## RAW DATA
------------------------------------

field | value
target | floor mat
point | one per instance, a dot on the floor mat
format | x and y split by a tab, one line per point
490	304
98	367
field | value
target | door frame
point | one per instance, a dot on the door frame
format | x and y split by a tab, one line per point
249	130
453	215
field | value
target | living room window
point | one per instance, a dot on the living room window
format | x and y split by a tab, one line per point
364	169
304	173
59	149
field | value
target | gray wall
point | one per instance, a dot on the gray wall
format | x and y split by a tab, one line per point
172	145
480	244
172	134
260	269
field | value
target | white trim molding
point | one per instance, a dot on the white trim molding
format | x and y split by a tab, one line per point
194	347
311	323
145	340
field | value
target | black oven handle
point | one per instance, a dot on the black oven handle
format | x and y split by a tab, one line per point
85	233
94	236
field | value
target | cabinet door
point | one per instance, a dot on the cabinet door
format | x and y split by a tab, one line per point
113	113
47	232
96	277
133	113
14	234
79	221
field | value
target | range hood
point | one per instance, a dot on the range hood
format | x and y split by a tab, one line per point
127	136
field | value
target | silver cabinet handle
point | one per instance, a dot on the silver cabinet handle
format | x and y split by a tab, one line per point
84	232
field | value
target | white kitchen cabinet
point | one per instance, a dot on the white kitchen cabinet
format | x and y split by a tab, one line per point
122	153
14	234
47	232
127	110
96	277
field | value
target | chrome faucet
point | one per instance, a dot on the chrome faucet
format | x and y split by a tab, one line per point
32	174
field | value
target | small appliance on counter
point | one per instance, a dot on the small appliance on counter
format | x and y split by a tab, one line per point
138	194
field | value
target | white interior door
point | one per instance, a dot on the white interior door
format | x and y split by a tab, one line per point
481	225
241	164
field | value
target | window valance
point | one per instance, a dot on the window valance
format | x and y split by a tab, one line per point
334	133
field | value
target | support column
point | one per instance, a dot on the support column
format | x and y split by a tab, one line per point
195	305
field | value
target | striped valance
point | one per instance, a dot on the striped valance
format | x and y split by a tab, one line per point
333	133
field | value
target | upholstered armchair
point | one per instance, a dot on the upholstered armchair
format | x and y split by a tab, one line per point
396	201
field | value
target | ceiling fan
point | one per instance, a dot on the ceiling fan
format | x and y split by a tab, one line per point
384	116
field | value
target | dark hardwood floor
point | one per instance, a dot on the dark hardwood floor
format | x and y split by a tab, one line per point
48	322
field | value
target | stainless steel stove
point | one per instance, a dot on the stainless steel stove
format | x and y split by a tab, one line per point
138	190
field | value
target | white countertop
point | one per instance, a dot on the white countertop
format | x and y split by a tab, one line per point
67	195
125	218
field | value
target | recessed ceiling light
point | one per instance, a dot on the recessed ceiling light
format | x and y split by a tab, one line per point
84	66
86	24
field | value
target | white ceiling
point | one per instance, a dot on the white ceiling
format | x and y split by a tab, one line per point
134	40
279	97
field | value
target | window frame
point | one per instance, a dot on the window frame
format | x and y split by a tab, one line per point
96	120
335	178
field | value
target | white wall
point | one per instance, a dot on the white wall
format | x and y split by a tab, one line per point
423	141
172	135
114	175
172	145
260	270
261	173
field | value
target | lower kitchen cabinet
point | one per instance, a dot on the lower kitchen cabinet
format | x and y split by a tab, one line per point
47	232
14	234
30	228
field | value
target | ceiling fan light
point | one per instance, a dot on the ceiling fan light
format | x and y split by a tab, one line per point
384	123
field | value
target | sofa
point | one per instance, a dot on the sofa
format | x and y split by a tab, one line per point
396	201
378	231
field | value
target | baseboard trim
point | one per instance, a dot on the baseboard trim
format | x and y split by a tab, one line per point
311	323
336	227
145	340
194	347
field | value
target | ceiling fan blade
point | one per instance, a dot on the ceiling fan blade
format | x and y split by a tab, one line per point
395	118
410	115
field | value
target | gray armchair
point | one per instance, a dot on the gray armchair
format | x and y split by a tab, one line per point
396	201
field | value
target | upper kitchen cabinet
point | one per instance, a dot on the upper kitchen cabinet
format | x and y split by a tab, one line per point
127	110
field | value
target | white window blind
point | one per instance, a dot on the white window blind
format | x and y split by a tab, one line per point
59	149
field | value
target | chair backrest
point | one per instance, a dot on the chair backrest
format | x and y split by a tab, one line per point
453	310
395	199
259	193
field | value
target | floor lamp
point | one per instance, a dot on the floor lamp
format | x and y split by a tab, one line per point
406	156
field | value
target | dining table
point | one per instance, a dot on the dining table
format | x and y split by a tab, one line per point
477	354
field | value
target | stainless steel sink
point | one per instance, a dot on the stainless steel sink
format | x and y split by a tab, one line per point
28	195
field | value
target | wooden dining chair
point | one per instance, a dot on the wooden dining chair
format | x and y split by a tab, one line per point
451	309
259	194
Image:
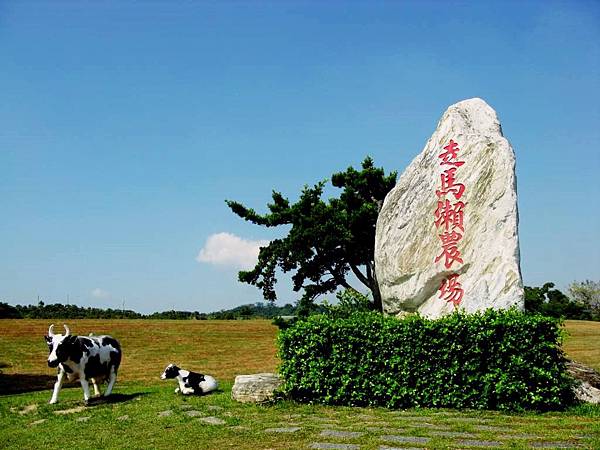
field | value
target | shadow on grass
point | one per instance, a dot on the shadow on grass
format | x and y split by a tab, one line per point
114	398
18	383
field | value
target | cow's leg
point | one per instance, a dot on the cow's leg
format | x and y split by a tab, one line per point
111	381
57	386
86	389
96	390
187	390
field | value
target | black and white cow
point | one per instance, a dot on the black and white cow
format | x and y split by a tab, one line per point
87	358
190	382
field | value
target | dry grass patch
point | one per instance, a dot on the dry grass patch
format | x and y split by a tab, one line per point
221	348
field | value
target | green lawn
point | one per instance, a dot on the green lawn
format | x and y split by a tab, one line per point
137	418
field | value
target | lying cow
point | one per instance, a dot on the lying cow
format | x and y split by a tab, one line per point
190	382
87	358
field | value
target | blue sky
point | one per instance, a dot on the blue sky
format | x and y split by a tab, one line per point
125	126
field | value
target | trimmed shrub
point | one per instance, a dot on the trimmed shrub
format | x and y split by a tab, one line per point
502	360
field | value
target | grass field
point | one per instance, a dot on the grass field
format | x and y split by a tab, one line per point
145	413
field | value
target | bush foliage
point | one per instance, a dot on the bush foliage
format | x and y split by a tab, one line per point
493	360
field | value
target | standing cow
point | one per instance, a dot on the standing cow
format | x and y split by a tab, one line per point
93	358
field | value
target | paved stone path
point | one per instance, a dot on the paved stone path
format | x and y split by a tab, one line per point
383	431
403	431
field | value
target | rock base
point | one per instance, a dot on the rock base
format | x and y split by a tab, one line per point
257	388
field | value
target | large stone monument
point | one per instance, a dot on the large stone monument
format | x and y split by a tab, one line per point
447	233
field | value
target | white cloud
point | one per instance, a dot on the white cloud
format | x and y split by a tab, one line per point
100	293
227	249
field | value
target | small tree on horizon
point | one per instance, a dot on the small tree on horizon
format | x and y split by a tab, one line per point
327	239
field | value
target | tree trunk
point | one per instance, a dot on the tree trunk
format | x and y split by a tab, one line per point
377	301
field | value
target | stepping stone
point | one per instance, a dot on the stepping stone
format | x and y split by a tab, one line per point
282	430
212	420
518	436
385	447
429	426
414	418
553	445
70	411
493	428
386	429
453	434
37	422
341	434
469	419
214	408
477	443
326	445
409	439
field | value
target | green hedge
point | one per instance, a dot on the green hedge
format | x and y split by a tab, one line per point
494	360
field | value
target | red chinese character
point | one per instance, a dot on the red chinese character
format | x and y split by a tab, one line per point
451	153
450	248
448	215
451	290
449	184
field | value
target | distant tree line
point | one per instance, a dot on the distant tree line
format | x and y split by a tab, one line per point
60	311
582	303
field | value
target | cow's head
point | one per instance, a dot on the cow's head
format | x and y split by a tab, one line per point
58	345
171	371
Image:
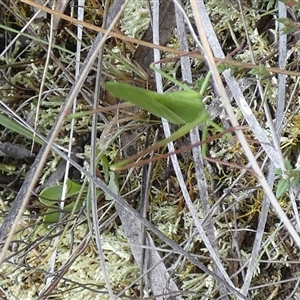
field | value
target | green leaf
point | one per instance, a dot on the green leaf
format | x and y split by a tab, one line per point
52	194
278	171
282	187
288	165
177	107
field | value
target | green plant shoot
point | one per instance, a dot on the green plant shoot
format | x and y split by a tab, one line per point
181	108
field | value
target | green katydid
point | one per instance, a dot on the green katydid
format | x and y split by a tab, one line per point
180	108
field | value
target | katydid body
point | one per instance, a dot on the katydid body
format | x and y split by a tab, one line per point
181	107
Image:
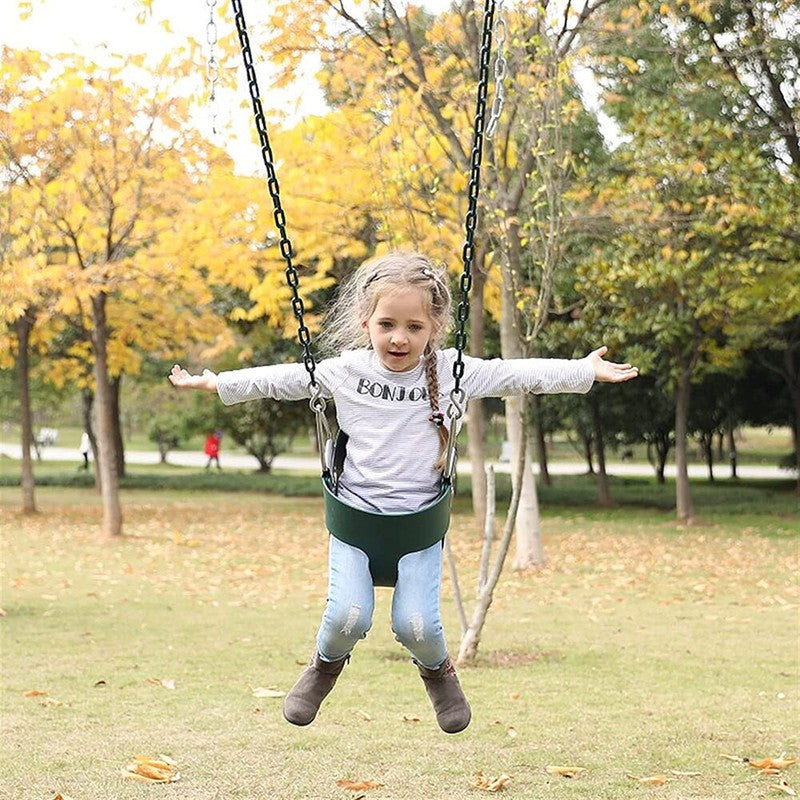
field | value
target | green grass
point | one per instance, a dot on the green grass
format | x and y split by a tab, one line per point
723	496
642	648
767	446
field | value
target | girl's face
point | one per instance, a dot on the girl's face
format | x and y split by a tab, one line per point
399	329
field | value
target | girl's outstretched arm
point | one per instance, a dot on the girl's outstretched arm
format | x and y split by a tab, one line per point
181	379
608	371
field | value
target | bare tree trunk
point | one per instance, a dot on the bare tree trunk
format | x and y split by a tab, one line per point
683	495
541	444
87	401
730	435
119	444
24	324
476	417
603	488
529	551
107	462
471	639
586	441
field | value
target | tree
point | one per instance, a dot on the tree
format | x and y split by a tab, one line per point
705	227
110	167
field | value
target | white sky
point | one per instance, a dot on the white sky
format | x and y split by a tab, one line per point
95	28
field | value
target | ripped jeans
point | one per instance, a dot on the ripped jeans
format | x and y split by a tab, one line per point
416	620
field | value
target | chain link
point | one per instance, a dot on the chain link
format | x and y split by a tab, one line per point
468	253
457	396
500	71
212	67
292	278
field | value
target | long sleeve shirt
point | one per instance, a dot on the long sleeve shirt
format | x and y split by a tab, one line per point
393	446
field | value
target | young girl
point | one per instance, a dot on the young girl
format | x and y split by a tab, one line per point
389	381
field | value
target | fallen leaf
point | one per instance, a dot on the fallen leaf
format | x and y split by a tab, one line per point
262	692
770	764
165	682
358	786
567	772
491	784
650	780
152	770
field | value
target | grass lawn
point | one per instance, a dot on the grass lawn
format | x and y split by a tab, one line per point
642	649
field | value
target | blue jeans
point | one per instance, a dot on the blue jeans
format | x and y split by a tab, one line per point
416	620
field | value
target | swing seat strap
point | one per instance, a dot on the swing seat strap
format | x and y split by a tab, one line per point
386	538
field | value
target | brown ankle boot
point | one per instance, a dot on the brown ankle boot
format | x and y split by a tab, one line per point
300	706
452	709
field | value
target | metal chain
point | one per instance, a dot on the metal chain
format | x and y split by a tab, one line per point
500	70
212	67
457	396
468	252
292	278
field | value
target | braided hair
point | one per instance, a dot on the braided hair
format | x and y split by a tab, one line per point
356	300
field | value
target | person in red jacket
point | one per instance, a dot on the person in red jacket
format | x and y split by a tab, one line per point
211	448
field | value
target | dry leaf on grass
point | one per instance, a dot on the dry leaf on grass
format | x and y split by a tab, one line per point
262	692
650	780
166	683
358	786
771	766
152	770
737	759
567	772
783	787
491	784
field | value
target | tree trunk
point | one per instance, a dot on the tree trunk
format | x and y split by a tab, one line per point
603	488
683	495
588	454
730	435
24	324
119	444
529	551
476	417
107	460
541	444
87	401
707	443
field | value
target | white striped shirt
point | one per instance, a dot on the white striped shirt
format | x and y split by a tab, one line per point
393	446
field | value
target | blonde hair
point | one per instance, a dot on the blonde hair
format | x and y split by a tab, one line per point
357	297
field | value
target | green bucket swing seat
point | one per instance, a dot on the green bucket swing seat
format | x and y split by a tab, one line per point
385	538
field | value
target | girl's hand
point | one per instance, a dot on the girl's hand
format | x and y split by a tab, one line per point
607	371
181	379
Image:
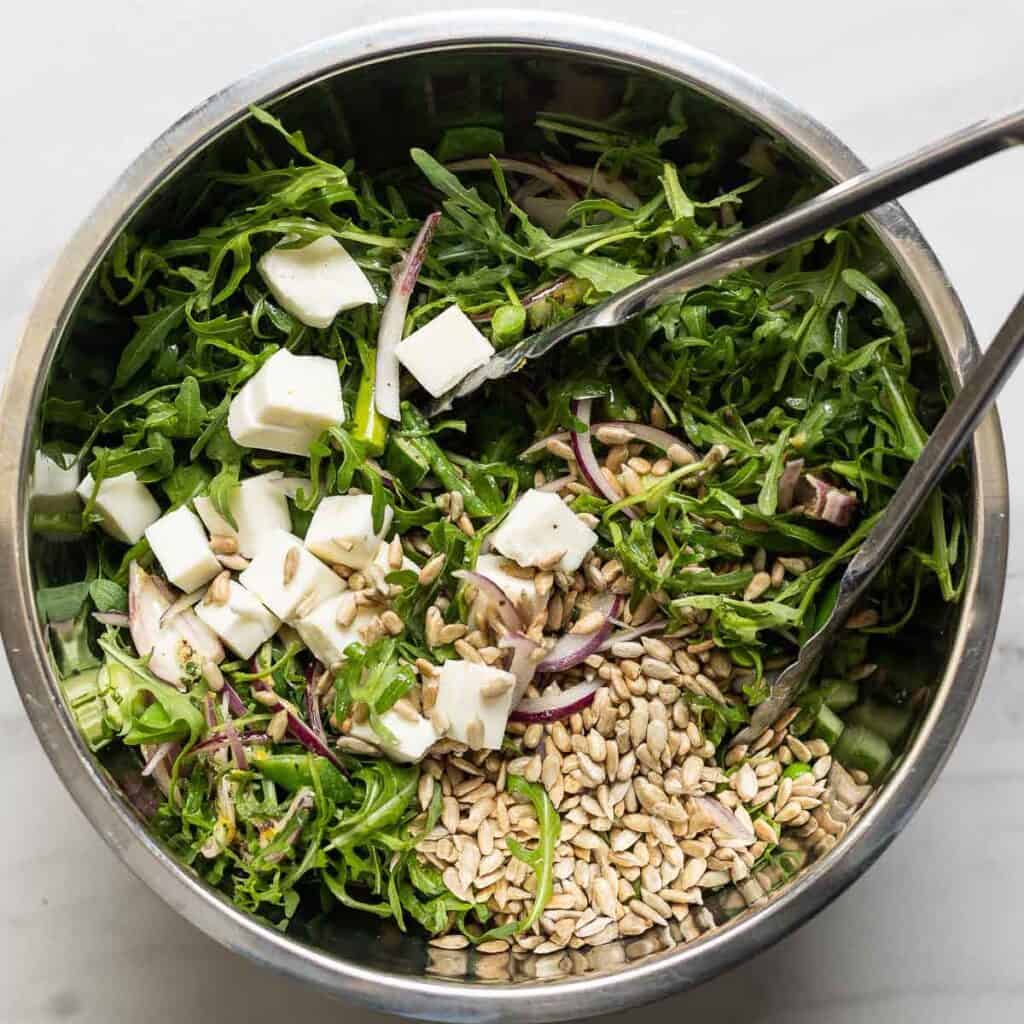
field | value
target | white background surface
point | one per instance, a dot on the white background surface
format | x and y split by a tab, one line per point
935	932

------------------------------------

## TASK STATEMENT
Show each line above that contains the string "brown", treating uppercase and lowercase as different.

## OUTPUT BELOW
target | brown ankle boot
point | one per instance, a dot on the brown ankle boot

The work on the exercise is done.